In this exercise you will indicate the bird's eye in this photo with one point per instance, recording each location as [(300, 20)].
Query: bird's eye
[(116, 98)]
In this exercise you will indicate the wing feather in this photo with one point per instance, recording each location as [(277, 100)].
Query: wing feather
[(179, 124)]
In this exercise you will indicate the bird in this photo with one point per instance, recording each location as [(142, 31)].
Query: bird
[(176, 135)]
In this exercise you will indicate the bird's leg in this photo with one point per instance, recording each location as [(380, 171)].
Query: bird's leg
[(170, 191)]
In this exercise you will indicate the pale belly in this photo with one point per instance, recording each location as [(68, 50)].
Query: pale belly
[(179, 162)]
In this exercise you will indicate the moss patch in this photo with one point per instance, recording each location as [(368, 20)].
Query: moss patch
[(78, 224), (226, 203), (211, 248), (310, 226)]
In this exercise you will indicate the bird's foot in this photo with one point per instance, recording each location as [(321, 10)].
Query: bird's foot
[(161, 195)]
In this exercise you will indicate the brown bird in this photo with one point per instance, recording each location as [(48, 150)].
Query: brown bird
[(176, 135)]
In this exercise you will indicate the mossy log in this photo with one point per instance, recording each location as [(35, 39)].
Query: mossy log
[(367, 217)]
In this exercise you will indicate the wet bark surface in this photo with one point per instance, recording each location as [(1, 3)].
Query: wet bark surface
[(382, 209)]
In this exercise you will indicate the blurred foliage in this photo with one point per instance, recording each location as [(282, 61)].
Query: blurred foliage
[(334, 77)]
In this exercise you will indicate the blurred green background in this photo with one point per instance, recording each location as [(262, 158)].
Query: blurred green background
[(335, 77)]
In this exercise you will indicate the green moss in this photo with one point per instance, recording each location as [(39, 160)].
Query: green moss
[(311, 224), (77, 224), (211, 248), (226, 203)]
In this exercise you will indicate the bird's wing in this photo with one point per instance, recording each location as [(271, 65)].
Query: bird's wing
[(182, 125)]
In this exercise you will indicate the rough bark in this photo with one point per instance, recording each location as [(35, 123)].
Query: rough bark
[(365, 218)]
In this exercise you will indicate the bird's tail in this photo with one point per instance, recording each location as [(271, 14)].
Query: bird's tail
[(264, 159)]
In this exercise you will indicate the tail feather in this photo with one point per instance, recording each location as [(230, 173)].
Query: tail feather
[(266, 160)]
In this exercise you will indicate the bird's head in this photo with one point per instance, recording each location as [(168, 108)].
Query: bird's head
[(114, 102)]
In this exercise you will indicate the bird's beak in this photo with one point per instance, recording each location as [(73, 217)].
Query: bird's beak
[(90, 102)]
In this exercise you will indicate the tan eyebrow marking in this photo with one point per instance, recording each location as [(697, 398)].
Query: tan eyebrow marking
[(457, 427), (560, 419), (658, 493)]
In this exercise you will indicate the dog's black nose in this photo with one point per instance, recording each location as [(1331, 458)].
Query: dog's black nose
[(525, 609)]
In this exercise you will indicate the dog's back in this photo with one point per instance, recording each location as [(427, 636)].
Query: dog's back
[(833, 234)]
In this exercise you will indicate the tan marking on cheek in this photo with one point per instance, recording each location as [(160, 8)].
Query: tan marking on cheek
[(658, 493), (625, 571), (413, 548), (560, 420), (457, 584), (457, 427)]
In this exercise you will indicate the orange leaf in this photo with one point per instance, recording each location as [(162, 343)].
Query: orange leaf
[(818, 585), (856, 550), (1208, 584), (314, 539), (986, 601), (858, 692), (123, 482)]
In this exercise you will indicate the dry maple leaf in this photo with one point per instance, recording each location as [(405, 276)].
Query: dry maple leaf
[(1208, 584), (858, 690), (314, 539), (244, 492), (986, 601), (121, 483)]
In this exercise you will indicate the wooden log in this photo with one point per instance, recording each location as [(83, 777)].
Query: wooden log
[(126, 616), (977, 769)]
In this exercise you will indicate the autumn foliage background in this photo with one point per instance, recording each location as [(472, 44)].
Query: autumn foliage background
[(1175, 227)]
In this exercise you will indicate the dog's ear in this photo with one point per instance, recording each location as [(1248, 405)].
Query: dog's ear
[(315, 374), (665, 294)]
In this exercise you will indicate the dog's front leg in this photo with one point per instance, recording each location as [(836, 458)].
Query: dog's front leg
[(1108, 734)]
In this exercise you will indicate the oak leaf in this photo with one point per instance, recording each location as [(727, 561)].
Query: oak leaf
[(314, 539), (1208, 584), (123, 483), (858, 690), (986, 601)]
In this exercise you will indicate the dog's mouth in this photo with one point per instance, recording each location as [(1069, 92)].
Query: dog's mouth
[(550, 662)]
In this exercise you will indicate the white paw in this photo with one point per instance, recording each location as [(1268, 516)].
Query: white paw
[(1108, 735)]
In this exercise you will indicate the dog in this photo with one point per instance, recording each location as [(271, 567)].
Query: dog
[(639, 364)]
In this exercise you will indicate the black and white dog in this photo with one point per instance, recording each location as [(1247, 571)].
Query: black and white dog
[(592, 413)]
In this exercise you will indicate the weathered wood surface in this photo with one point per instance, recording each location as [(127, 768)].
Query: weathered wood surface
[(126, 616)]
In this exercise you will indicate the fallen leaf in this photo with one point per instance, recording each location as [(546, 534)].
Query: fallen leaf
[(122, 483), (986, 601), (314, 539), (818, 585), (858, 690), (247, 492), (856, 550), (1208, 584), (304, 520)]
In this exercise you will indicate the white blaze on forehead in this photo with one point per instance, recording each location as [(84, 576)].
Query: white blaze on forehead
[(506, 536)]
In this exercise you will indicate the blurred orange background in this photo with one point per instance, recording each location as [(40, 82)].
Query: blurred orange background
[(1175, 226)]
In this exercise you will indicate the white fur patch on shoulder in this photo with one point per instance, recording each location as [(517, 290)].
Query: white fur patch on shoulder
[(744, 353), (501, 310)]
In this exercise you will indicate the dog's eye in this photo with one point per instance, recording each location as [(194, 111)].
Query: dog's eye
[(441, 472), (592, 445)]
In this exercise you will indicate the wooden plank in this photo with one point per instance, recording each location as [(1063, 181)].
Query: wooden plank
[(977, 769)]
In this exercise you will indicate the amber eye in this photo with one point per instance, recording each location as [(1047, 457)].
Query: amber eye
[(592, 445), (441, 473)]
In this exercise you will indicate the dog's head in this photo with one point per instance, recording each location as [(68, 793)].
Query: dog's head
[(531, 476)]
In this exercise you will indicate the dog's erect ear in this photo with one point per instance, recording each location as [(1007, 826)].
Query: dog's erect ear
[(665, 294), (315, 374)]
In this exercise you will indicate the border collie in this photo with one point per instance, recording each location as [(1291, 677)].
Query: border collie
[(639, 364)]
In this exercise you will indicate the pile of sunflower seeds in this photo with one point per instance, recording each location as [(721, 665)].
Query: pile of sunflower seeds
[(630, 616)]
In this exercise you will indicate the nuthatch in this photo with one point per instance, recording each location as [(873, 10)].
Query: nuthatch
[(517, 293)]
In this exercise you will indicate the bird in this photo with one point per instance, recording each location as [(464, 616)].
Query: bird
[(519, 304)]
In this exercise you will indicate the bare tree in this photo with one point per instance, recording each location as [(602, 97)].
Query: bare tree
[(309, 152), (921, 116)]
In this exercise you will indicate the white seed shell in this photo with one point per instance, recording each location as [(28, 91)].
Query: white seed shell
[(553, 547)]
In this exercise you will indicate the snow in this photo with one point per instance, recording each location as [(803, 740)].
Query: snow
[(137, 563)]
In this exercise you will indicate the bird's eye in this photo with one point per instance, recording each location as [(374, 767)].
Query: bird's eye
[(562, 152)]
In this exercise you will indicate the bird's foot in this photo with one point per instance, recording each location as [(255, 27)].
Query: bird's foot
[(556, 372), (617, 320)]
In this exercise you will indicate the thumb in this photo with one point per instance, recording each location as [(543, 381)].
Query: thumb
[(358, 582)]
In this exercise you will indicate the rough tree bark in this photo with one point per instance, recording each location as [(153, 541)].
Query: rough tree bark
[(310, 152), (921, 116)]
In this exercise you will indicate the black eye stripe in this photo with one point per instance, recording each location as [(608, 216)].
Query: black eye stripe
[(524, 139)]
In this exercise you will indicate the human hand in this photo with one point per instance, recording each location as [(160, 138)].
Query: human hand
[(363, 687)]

===============

### [What the exercise asks]
Copy only this part of the entries above: the line with "Query: dog's head", the line with "In this exercise you will indicate the border", and the lines between, all exactly as written.

### [Completed exercise]
Query: dog's head
[(531, 476)]
In this exercise you will indicate the dog's erect ear in this photo with one point per instance, recording each location as [(1007, 826)].
Query: dog's erect ear
[(665, 294), (315, 374)]
In this exercise you will indicate the border collie in this photo with one point per instance, recording each location as [(1291, 677)].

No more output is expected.